- **Task objective**
Report how many lines in the data include the string "below", and add nothing else.

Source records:
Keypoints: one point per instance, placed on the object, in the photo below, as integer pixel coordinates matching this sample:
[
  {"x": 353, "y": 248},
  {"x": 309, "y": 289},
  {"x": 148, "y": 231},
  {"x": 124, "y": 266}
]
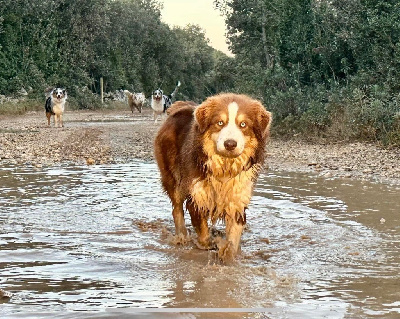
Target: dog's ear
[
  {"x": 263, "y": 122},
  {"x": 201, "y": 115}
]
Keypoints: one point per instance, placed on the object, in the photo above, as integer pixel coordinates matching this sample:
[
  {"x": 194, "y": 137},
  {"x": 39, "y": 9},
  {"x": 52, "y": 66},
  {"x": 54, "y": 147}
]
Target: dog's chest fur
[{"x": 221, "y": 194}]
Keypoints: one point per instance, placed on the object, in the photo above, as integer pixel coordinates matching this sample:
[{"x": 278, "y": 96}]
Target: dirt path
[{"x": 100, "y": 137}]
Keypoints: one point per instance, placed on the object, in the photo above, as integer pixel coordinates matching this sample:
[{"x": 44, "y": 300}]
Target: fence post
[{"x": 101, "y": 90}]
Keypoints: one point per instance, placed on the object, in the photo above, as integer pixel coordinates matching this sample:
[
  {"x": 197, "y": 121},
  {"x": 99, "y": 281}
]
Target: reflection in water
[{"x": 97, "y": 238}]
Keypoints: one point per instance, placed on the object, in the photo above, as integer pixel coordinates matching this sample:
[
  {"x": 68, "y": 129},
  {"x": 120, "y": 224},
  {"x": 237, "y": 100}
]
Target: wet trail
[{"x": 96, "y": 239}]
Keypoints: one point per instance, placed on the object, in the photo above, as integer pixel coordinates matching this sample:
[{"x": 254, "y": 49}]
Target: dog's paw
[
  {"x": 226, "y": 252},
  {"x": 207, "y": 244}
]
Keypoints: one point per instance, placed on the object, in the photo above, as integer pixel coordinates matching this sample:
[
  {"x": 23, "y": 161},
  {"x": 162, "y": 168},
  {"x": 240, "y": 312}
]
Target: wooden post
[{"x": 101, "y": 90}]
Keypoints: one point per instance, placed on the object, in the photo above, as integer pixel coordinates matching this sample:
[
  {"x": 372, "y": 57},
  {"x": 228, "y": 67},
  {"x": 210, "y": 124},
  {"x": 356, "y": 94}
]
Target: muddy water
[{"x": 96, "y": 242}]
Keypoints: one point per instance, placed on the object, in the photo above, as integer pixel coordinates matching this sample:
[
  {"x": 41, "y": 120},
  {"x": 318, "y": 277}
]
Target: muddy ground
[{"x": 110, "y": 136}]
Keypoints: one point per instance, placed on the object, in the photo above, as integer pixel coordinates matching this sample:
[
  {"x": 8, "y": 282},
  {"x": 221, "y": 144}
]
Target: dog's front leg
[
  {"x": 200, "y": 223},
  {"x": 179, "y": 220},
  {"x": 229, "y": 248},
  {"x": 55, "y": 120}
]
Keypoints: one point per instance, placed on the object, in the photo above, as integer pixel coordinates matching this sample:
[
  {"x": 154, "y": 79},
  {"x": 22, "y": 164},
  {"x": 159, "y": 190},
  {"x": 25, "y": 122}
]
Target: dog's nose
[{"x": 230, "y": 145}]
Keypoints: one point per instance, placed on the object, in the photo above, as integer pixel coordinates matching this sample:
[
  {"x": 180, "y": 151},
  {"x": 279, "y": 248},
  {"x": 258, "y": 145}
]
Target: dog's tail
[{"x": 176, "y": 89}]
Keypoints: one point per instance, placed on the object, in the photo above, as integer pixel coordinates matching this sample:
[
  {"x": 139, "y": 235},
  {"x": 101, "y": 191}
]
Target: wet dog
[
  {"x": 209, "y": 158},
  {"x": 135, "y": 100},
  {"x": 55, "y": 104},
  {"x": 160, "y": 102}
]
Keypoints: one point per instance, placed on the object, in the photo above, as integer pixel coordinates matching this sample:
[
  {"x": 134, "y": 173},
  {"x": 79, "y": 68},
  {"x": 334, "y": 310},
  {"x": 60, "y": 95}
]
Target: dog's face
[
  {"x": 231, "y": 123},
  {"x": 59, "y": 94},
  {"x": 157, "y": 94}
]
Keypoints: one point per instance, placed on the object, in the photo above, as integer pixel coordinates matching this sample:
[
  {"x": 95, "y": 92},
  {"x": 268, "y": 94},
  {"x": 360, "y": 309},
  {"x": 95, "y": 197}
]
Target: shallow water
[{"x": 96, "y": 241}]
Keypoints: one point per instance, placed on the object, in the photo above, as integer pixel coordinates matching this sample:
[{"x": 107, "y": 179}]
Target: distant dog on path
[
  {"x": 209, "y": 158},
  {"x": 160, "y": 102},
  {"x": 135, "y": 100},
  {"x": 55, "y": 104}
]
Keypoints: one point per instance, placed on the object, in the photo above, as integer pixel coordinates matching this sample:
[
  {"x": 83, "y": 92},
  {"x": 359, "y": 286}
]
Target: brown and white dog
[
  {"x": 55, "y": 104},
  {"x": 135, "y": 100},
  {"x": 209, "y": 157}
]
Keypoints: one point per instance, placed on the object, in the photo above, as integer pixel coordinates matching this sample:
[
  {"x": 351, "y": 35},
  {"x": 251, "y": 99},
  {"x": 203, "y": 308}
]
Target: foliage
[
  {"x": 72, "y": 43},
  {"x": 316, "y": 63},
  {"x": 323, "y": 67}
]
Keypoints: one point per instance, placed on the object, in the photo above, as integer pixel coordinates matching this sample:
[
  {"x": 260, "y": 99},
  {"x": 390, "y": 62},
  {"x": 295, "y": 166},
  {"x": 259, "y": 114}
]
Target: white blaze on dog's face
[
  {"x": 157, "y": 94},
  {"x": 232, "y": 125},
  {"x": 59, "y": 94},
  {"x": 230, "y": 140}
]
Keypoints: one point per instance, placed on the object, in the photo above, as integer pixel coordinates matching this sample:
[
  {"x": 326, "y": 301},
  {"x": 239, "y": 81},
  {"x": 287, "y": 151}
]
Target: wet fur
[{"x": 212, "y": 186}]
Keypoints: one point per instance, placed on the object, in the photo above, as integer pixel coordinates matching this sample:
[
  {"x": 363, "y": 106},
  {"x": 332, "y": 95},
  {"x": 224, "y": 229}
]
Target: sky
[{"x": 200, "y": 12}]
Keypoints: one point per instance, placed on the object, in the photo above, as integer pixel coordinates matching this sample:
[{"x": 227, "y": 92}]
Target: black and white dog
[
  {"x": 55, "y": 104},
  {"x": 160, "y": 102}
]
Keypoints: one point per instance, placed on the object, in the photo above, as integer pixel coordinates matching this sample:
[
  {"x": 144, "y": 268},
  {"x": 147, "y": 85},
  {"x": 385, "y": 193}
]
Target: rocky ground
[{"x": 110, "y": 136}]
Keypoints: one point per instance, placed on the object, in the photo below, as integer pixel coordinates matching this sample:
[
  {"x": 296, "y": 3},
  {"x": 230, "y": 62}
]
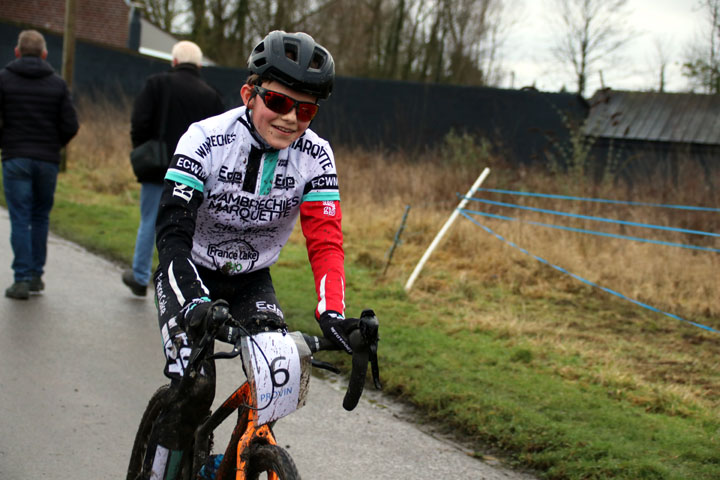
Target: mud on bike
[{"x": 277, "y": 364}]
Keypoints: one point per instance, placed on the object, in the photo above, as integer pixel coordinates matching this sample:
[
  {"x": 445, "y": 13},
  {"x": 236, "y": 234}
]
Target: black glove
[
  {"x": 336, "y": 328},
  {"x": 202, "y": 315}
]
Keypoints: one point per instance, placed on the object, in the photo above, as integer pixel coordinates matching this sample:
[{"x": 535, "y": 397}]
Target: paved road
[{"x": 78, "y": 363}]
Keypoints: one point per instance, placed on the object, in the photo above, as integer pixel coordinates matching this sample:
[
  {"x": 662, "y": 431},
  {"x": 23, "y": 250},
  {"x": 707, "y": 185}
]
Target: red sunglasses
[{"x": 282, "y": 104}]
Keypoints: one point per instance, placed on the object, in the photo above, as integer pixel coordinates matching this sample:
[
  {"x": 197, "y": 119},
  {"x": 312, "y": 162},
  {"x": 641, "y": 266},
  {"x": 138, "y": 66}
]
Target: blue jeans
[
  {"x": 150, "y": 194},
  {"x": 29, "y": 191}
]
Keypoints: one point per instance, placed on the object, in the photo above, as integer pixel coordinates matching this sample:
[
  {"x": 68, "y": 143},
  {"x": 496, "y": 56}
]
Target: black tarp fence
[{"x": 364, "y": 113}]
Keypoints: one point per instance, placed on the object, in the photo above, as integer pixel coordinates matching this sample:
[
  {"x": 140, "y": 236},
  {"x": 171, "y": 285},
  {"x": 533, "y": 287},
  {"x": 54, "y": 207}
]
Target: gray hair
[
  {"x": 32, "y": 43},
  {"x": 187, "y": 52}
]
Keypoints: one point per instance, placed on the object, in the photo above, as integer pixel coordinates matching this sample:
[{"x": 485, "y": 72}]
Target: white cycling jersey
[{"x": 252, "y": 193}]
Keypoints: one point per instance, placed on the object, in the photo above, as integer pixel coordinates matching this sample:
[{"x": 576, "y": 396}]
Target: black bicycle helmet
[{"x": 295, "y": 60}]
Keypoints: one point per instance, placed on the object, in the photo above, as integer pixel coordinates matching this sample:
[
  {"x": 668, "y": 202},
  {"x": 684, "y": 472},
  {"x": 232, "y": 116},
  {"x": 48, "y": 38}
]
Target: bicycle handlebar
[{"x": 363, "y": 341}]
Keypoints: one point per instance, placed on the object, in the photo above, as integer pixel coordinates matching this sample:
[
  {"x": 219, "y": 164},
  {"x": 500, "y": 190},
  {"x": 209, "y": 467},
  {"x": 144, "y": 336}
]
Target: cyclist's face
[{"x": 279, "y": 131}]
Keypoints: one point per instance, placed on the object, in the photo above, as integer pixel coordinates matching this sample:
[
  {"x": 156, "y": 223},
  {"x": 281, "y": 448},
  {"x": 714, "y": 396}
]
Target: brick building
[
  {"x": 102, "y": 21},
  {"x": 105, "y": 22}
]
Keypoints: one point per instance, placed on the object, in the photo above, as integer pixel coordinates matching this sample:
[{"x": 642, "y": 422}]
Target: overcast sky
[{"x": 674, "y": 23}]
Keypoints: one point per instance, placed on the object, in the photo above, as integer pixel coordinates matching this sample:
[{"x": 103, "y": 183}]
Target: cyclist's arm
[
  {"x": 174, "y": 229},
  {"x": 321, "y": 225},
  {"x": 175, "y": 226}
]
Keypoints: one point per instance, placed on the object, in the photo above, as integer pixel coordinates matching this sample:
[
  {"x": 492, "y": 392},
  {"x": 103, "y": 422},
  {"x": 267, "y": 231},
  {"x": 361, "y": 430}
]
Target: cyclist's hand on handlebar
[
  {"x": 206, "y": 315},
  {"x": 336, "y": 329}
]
==
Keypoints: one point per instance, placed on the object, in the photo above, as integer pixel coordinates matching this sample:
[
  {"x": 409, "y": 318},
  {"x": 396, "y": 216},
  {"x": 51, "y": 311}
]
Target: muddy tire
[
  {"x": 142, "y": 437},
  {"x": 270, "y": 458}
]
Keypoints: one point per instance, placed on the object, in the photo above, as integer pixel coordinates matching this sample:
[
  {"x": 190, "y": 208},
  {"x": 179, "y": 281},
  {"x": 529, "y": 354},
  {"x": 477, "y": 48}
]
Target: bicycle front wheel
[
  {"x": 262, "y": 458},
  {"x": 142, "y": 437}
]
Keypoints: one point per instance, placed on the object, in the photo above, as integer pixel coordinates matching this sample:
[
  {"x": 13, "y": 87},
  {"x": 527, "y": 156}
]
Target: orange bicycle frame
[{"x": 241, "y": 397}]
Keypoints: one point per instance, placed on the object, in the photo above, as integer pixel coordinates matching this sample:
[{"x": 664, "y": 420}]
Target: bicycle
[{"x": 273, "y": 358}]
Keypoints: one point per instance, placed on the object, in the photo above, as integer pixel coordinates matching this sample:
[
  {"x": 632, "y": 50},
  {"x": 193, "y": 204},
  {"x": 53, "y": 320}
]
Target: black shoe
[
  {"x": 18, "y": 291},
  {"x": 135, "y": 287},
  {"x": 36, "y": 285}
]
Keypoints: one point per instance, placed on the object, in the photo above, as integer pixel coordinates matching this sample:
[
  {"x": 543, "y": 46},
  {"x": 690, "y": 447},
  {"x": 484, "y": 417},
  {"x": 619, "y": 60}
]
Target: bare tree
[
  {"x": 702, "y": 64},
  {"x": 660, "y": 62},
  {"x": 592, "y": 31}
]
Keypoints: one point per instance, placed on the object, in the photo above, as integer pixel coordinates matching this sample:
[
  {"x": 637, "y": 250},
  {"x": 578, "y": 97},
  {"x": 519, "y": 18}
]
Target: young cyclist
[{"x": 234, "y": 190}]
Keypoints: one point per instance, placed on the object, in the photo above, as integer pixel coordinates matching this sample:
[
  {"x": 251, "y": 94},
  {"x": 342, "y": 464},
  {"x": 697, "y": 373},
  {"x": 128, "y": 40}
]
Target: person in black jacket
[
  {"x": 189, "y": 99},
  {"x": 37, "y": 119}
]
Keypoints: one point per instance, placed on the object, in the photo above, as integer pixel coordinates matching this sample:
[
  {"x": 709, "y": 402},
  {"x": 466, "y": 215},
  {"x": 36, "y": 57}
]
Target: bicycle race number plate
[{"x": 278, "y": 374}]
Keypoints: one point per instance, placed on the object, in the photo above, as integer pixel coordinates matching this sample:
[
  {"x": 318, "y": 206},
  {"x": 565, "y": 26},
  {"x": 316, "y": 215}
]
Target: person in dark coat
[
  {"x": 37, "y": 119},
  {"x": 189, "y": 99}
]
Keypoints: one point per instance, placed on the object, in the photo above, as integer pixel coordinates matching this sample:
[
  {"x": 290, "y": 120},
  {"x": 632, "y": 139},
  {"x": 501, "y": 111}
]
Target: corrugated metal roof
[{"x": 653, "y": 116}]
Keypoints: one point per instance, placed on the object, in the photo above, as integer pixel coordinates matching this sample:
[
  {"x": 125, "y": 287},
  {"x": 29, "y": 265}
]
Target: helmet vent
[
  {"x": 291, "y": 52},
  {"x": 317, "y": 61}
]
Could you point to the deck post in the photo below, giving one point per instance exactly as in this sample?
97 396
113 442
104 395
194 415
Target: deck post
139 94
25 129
...
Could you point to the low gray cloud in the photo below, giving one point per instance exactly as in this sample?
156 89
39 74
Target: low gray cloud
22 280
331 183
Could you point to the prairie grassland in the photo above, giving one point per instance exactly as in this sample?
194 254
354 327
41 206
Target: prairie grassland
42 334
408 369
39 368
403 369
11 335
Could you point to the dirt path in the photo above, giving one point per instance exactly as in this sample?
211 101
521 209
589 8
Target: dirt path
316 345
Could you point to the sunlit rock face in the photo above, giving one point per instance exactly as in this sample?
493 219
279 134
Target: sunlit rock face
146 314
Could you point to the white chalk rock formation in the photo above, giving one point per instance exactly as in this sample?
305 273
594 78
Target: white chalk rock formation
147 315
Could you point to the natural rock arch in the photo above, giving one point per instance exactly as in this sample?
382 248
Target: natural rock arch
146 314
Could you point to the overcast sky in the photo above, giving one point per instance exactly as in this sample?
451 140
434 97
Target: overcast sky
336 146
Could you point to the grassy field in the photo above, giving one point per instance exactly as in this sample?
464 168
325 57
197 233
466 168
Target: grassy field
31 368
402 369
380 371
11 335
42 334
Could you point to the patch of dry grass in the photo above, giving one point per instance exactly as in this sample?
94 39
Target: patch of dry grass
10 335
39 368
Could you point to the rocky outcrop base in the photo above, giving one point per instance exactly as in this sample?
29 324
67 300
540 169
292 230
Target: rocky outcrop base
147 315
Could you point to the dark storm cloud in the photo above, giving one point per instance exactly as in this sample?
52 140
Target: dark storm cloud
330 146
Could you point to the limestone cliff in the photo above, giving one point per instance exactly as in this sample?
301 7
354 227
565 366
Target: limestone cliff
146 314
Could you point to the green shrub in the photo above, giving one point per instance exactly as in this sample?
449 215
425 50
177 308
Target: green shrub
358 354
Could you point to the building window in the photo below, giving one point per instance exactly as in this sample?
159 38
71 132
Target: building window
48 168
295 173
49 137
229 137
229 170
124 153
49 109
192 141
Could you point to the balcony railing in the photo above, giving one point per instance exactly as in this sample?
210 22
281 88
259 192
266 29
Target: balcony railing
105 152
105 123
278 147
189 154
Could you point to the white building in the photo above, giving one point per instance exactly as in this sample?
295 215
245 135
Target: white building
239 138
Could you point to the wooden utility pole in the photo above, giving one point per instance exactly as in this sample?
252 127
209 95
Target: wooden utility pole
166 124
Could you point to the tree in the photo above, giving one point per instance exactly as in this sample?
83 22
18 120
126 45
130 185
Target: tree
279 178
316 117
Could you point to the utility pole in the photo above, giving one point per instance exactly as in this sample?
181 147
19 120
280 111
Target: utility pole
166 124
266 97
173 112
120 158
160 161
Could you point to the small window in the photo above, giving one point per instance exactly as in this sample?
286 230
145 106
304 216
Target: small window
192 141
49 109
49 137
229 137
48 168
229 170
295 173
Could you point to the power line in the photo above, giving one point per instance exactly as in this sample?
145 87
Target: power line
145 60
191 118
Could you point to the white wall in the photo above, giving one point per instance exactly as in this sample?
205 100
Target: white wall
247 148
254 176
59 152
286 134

- **Answer section**
5